**EXERCISE TEXT**
--------------------------------

Case Study

Rural Healthcare Clinic Penetration Test and Vulnerability Assessments Protect Critical Funding

Overcoming Barriers to Success

The Challenge

A rural clinic in Montana operated with one public IP and a small environment, so internal stakeholders believed their risk was minimal. At the same time, multiple third party vendors had installed and managed camera systems and network equipment, creating unknown external exposure.

The clinic lacked a clear, validated view of what was actually reachable from the internet and how that might impact patient data, operations, and funding.

Action Plan for Success

Goals

The clinic needed to satisfy state and federal grant requirements that called for ongoing vulnerability assessments and security auditing, not just a one‑time scan. They also wanted to align with broader compliance and cyber insurance expectations while keeping their environment simple and manageable.

Clear, business language reporting that both technical staff and leadership could reuse with reviewers was a priority.

Identifying Key Dependencies

Needs

To accomplish these goals, the clinic required a fully manual penetration test of its external footprint rather than a generic automated scan. They needed recurring vulnerability assessments with CVE‑based reporting to demonstrate “ongoing” security work instead of one time activity.

They also needed independent confirmation of vendor introduced risks, especially around internet facing systems and camera deployments.

The Solution

This engagement involved a rural healthcare clinic in Montana. Services included a manual external penetration test, a 90 day focused re‑test, and monthly vulnerability assessments with CVE‑based reports.

The work was structured to provide repeatable evidence of ongoing security activity, mapping directly to the HIPAA rules and grant funding language specifically around vulnerability management and security auditing.

--------------------------------

(Data excerpts)

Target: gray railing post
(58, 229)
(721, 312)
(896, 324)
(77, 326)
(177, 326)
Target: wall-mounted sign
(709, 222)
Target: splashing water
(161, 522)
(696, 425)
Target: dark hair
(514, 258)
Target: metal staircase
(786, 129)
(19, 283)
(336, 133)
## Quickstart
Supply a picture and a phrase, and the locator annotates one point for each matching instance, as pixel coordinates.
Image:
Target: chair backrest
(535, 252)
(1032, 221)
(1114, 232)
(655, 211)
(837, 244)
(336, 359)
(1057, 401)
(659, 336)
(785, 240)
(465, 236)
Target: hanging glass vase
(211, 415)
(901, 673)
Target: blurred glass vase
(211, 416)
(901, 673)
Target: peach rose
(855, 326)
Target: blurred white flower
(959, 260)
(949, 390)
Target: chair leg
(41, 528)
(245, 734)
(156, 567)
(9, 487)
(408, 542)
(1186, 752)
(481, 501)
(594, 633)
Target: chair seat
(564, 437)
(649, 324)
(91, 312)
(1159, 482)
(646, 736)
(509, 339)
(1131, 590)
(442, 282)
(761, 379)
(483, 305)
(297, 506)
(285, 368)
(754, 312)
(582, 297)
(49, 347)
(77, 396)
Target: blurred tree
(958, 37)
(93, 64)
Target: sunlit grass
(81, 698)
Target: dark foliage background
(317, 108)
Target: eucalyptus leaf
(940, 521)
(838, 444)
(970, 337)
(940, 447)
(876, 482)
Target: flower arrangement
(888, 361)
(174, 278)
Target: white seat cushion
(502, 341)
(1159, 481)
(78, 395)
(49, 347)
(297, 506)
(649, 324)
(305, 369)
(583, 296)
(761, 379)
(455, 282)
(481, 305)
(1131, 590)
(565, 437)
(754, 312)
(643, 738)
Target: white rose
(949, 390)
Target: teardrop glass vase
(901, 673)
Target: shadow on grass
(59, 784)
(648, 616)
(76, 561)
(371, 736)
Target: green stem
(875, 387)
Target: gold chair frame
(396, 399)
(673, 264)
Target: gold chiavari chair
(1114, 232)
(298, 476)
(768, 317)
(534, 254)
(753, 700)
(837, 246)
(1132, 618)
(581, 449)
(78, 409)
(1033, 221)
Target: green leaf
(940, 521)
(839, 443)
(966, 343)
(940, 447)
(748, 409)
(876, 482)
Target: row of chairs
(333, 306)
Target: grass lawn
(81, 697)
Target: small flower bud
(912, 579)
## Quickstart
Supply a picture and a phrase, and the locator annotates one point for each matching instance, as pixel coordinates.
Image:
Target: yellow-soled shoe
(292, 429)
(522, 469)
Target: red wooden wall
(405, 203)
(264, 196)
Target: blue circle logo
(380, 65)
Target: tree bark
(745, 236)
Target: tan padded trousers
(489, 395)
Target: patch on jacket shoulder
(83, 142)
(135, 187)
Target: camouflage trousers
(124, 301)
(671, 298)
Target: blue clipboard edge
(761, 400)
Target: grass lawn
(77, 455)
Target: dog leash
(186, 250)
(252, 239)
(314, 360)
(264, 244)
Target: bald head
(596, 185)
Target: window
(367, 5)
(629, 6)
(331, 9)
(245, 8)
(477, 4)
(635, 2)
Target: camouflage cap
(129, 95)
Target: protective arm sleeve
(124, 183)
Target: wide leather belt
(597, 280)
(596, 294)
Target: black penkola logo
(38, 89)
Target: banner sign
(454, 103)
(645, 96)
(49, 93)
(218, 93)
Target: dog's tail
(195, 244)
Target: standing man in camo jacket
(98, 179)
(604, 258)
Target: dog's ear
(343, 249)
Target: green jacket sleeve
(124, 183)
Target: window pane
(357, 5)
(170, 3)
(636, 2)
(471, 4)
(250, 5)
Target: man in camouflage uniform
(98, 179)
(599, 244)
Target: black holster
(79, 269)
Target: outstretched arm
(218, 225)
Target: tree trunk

--------------------------------

**PROBLEM DESCRIPTION**
Turn the case study's paragraph that begins "To accomplish these goals" into a short bulleted list that keeps its main facts.

**RESULT**
- A fully manual penetration test of the clinic's external footprint, not a generic automated scan
- Recurring vulnerability assessments with CVE-based reporting, to show ongoing security work rather than a one-time activity